▸ Data records:
----------

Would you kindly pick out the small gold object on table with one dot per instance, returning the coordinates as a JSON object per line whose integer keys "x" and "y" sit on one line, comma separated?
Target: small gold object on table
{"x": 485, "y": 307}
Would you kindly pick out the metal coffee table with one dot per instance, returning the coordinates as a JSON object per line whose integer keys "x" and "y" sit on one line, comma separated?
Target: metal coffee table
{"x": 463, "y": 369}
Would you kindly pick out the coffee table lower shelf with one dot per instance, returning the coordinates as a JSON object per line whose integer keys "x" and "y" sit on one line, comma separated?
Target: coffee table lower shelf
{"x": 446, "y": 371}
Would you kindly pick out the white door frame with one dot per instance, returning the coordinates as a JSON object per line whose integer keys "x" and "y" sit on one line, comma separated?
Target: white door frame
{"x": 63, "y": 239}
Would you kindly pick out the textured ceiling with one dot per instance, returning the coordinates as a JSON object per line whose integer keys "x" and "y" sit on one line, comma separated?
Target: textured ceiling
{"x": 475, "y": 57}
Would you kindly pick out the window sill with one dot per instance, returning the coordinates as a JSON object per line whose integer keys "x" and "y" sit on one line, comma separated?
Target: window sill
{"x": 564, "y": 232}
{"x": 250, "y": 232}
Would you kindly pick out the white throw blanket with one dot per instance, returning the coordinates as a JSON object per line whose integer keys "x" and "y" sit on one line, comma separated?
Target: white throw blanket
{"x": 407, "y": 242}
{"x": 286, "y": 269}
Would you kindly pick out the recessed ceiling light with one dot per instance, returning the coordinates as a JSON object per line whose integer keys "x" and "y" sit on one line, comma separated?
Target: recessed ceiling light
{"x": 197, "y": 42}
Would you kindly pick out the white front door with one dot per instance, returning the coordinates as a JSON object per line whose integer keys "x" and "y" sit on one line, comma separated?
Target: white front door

----------

▸ What this task involves: In the records above, locate each line with the word "front". Copy all such lines.

▸ Output:
Would you kindly pick out the white front door with one dot per instance, returning the coordinates as a JSON object per line whose integer keys "x" and "y" sit on one line, comma separated?
Target: white front door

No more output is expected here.